● **TASK OBJECTIVE**
Please transcribe the listing below in full and word for word, without its pictures.

● **MATERIALS PROVIDED**
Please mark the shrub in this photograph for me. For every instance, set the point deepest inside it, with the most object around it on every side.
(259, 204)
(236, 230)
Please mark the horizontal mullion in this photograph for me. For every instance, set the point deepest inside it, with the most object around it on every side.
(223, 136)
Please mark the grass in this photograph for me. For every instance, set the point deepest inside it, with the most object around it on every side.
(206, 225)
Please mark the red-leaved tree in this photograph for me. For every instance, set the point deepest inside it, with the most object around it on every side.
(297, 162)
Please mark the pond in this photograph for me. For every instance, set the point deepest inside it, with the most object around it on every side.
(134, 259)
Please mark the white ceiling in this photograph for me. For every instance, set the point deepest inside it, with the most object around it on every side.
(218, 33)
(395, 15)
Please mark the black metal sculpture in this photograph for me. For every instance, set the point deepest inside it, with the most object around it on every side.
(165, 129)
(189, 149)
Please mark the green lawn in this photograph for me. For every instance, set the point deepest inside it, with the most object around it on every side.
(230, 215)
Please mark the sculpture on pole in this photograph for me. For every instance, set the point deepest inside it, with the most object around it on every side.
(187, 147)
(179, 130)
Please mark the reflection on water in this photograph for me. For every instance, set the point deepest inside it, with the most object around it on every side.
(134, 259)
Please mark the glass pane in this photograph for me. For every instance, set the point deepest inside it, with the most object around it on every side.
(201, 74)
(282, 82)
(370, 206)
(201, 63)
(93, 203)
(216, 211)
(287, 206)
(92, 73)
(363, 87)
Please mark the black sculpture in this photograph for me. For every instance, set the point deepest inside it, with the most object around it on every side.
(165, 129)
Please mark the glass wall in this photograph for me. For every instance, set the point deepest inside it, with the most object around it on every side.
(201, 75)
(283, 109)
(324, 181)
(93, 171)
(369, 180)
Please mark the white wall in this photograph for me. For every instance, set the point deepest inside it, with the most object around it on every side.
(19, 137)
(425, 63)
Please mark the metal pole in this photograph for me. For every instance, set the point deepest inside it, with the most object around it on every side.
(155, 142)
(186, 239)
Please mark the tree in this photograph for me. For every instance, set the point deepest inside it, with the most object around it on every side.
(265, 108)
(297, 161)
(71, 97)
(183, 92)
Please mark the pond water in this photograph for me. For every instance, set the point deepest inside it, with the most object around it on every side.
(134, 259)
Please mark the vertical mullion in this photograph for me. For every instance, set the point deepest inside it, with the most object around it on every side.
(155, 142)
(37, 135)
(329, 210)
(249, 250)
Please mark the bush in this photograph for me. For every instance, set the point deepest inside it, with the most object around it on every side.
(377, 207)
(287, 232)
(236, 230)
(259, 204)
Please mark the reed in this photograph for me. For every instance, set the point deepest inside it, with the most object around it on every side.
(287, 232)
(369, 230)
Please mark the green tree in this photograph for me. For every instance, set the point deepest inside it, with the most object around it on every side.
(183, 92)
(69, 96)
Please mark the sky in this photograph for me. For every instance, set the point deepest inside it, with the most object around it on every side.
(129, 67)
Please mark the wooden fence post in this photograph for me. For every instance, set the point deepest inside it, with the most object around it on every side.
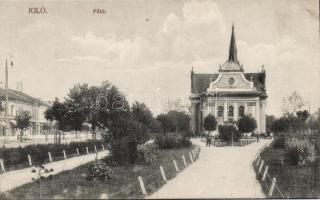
(87, 150)
(2, 166)
(163, 174)
(265, 173)
(175, 165)
(29, 159)
(272, 187)
(261, 165)
(143, 189)
(184, 161)
(190, 157)
(50, 158)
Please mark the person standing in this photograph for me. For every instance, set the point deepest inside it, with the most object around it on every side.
(258, 140)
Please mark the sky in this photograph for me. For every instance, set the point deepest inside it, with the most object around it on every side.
(147, 47)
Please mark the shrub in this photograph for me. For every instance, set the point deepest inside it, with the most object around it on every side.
(146, 154)
(99, 170)
(299, 153)
(279, 142)
(226, 132)
(172, 141)
(246, 124)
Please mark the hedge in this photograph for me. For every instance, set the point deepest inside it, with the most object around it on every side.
(17, 158)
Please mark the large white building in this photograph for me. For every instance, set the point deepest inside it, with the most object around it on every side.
(18, 100)
(229, 94)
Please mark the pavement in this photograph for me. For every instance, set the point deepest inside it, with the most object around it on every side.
(220, 172)
(12, 179)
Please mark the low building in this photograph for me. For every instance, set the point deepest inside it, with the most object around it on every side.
(229, 94)
(18, 101)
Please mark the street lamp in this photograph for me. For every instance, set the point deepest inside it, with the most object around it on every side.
(7, 129)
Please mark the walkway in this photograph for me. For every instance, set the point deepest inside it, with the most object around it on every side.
(12, 179)
(224, 172)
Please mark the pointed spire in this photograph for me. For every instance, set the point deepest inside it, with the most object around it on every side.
(233, 47)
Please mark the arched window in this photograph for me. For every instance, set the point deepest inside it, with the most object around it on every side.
(230, 112)
(220, 111)
(241, 111)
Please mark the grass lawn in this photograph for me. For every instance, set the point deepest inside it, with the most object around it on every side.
(293, 181)
(124, 182)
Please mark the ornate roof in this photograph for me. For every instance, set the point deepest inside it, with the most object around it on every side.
(201, 82)
(21, 96)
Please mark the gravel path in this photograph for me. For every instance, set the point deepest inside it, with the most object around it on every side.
(224, 172)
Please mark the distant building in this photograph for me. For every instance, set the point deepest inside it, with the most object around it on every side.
(229, 94)
(18, 101)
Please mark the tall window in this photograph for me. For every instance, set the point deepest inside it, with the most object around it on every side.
(241, 111)
(220, 111)
(11, 110)
(230, 112)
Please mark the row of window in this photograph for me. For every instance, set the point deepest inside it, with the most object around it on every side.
(231, 111)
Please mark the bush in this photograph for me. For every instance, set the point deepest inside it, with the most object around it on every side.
(279, 142)
(99, 170)
(299, 153)
(146, 153)
(226, 132)
(172, 141)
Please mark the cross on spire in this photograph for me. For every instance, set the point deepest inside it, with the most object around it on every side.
(233, 47)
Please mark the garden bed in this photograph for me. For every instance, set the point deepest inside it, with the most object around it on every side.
(294, 181)
(123, 184)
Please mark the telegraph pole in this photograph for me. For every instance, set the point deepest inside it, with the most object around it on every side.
(7, 129)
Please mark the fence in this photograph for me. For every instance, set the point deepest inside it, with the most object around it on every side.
(149, 183)
(51, 156)
(241, 142)
(269, 183)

● **ANSWER TO THIS PROBLEM**
Please mark the shrub in this photograph for me. For every instance, set the point deepest inside it, with the most object around it on every side.
(259, 204)
(236, 230)
Please mark the horizontal mullion in this photograph for me. For every instance, set the point deepest inside it, with the most object around it on every side.
(223, 136)
Please mark the grass in this photograph for me. For every instance, set the point deepest inside it, with the most object around it on every side.
(206, 225)
Please mark the red-leaved tree in this photograph for me. For every instance, set the point deepest inside it, with the most object around it on every side.
(297, 162)
Please mark the pond in this photograph for me. For every instance, set the point deepest inside it, with the most object around it on every side.
(134, 259)
Please mark the white ceiling in this photograph for me. For every instance, set the point deepest inside it, with the most object around it on every side.
(218, 33)
(395, 15)
Please mark the black metal sculpture in this photograph for me. For every instance, set the point deepest inside it, with the most object around it on every side.
(165, 129)
(189, 149)
Please mark the green lawn in this photograph for me. For every instance, set the point deepest inside it, with the most object around it on every side.
(230, 215)
Please mark the sculpture on pole in this photograph for me. For every instance, set the point deepest inside it, with the most object around it on every side.
(187, 147)
(179, 130)
Please mark the reflection on water in this photograph for me. For every instance, set the point deepest inside it, with the most object around it on every side.
(134, 259)
Please mark the glass pane in this photograph for me. For every instance, set the point deepest inside it, with the most object around it on every side.
(201, 74)
(282, 82)
(370, 206)
(201, 63)
(93, 203)
(216, 211)
(287, 206)
(92, 73)
(363, 87)
Please mark the black sculpture in this photograph for me. For every instance, set the point deepest inside it, with the most object around it on every side.
(165, 129)
Please mark the glass wall in this photograph for me. For every instance, set the point deepest inside it, with the most object around it on every side.
(201, 75)
(283, 109)
(324, 181)
(93, 171)
(369, 180)
Please mark the white wall in this photograph for me. For every instance, set the point deepest inside it, with the most object around it on every side.
(19, 137)
(425, 63)
Please mark the metal pole in this photograph for me. For every instance, set the point deepest inside it, with the most object around it on every side.
(155, 142)
(186, 239)
Please mark the tree in this photograph for me. For every instance, set the point deepest inside it, with the most object around it on every side.
(265, 108)
(297, 161)
(71, 97)
(183, 92)
Please mark the pond water in this photograph for me. For every instance, set the point deepest inside it, with the most object around it on every side.
(134, 259)
Please mark the vertical mullion in this photograph for me. For every instance, set the point deepest inside it, with the most object around it on every side.
(155, 142)
(37, 135)
(329, 210)
(249, 250)
Please mark the bush in this photograph for me. For every instance, set the point deepest inside it, with the most object around it on every side.
(377, 207)
(287, 232)
(236, 230)
(259, 204)
Please mark the reed in this photograph for me. For every instance, set the point deepest inside it, with the most object around it on every side.
(287, 232)
(369, 230)
Please mark the green tree in this photograph for me. For every instance, set the point deepest inside it, with the most object around it on every side.
(183, 92)
(69, 96)
Please mark the sky in this photograph for me. For every instance, set the point deepest inside it, with the most object around it on every side.
(129, 67)
Please mark the wooden fence post in this photograph for me. For every instance, set the point deepest inside it, with the most object around it on every side.
(87, 150)
(2, 166)
(163, 174)
(265, 173)
(175, 165)
(29, 159)
(272, 187)
(261, 165)
(143, 189)
(184, 161)
(190, 157)
(50, 158)
Please mark the person standing in this photograph for me. For every instance, set the point deepest inside it, with the most object around it on every side.
(258, 140)
Please mark the sky in this photograph for me. For every instance, set the point deepest inside it, with the most object around it on every side.
(147, 47)
Please mark the shrub in this photograph for me. For every instance, set the point deepest inside it, with the most object around it on every side.
(146, 154)
(99, 170)
(299, 153)
(279, 142)
(226, 132)
(172, 141)
(246, 124)
Please mark the hedge in this photograph for me. For every instance, set the point deepest inside it, with the most object around it on every side.
(17, 158)
Please mark the large white building in this photograph for me. For every instance, set the point deepest inside it, with the most object around it on every side.
(18, 100)
(229, 94)
Please mark the pavement in this photograph for me. For every instance, set the point deepest inside it, with the most object around it on every side.
(220, 172)
(12, 179)
Please mark the low building in this photograph for me. For every instance, set the point deepest inside it, with the most object around it on every side.
(229, 94)
(18, 101)
Please mark the street lamp in this photograph for me. For every instance, set the point deepest inside it, with the most object around it on every side.
(7, 129)
Please mark the walkway in this photograph for me. For every instance, set the point deepest inside it, with the most object around it on every side.
(12, 179)
(224, 172)
Please mark the pointed spire in this photograph for me. For every instance, set the point deepest inside it, with the most object around it on every side.
(233, 47)
Please mark the arched window in this photograph for me. For every instance, set the point deepest inside it, with the most object around it on every side.
(230, 112)
(220, 111)
(241, 111)
Please mark the grass lawn in this photograph for me. For every instance, set the point deepest inside it, with the most object around it on every side.
(293, 181)
(124, 182)
Please mark the ornate roof in this photograph for me. For every instance, set the point deepest inside it, with the most object around it on every side.
(201, 82)
(21, 96)
Please mark the gravel path in this photograph for me. For every instance, set the point deepest inside it, with the most object around it on every side.
(224, 172)
Please mark the distant building in this photograph for me. For every instance, set the point deepest inside it, with the most object around it on every side.
(229, 94)
(18, 101)
Please mark the tall window in this photograph for me. For every instance, set the point deepest inside it, with the most object around it on every side.
(241, 111)
(220, 111)
(11, 110)
(230, 112)
Please mark the row of window in this photograph for me. For every instance, set the point deepest inside it, with the most object around it on every side.
(231, 111)
Please mark the bush in this photograph for me. For every instance, set the point deepest inside it, with the most object around it on every side.
(279, 142)
(99, 170)
(299, 153)
(146, 153)
(226, 132)
(172, 141)
Please mark the cross on spire in this photograph for me. For every instance, set the point deepest inside it, with the most object around it on every side.
(233, 47)
Please mark the garden bed in this photograph for me. For every instance, set the point deepest inside it, with the most object around it on every side.
(294, 181)
(123, 184)
Please mark the telegraph pole in this photograph for me. For every instance, set the point deepest inside it, with the most object around it on every side.
(7, 129)
Please mark the fence in this photograph for me. For every instance, set the point deepest inside it, with the most object around it on every side.
(149, 183)
(51, 156)
(241, 142)
(269, 183)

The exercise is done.